### 任务说明
请根据下方原文,列出 rdbtools 额外提供的全部实用功能。

### 原文
++++

写这篇文章是因为近期在准备双11大促资源的盘点,盘点过程中发现部门占用的redis空间总共720G已经接近占满了,正常情况下第一反应是联系采购新的服务器扩容内存,但是因为好奇我们的redis集群内部数据占用情况而打算先分析一下,这才有这篇文章,也给所有想对redis内存存储一窥究竟的同学提供一个思路。
在github上有两个分析redis rdb文件的开源工具redis-rdb-tools,rdr。redis-rdb-tools用于分析所有key及占用空间;rdr能够分析出所有key但是没法计算key占用空间,不过额外提供图形化界面。
安装介绍
Rdbtools is a parser for Redis' dump.rdb files.
The parser generates events similar to an xml sax parser, and is very efficient memory wise.
In addition, rdbtools provides utilities to :
1. Generate a Memory Report of your data across all databases and keys
2. Convert dump files to JSON
3. Compare two dump files using standard diff tools
Pre-Requisites :
1. python-lzf is optional but highly recommended to speed up parsing.

++++

### 所示条目

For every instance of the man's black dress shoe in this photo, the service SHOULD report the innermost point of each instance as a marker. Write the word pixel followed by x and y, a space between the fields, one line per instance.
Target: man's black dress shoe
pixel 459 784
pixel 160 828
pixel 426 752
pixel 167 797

++++

### 完整输出
原文列出的 rdbtools 额外功能共有三项:
1. Generate a Memory Report of your data across all databases and keys(针对所有数据库和键生成内存报告)
2. Convert dump files to JSON(将 dump 文件转换为 JSON)
3. Compare two dump files using standard diff tools(使用标准 diff 工具比较两个 dump 文件)